Do this >>
Please copy everything from the start of the records down to the line containing "point(227, 453)", substituting "spectator in a seat" for "seated spectator" and keeping everything else unchanged.

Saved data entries
════════════════

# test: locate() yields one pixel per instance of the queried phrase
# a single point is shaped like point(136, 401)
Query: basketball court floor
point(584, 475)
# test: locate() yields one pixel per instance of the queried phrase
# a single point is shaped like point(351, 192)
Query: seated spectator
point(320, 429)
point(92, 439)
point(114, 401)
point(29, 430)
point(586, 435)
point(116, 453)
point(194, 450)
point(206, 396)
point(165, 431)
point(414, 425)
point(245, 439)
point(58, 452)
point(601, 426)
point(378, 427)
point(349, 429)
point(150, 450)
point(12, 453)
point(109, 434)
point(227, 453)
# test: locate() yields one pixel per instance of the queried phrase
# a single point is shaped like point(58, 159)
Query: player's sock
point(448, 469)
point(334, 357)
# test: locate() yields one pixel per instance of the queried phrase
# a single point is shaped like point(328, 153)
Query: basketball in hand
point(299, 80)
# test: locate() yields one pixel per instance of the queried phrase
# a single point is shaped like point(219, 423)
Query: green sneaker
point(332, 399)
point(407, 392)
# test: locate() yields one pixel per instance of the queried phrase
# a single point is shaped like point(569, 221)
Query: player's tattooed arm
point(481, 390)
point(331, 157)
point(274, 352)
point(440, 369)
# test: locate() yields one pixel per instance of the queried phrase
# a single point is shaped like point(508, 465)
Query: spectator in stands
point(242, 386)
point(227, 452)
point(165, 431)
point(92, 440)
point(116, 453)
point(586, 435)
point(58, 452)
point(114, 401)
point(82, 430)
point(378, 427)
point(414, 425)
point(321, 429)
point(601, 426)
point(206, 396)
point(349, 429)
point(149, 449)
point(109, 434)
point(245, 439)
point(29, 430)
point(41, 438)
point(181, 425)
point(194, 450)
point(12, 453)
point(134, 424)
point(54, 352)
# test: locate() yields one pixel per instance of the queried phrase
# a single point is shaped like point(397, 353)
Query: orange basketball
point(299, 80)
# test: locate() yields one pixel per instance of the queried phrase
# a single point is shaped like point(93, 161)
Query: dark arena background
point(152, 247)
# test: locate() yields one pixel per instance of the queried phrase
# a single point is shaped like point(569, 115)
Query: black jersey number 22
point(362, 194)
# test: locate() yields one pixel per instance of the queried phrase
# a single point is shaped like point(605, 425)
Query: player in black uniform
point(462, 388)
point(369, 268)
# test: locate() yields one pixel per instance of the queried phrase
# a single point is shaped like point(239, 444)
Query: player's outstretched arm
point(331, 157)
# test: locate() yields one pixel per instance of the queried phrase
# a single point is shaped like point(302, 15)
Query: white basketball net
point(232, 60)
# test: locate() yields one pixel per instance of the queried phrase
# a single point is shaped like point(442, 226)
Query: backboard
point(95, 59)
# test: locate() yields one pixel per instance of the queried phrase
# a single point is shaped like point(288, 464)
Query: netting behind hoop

════════════════

Result >>
# test: locate() yields one pixel per instance of the queried phrase
# a single point is shaped like point(136, 401)
Query: basketball court floor
point(584, 475)
# test: locate() yields one pixel per instance of the queried phrase
# a single point is shaped like point(351, 192)
Query: spectator in a seat
point(320, 429)
point(92, 439)
point(114, 401)
point(29, 430)
point(586, 435)
point(116, 453)
point(194, 450)
point(206, 396)
point(165, 431)
point(414, 425)
point(245, 439)
point(58, 452)
point(601, 426)
point(378, 427)
point(349, 429)
point(150, 450)
point(12, 453)
point(109, 434)
point(227, 453)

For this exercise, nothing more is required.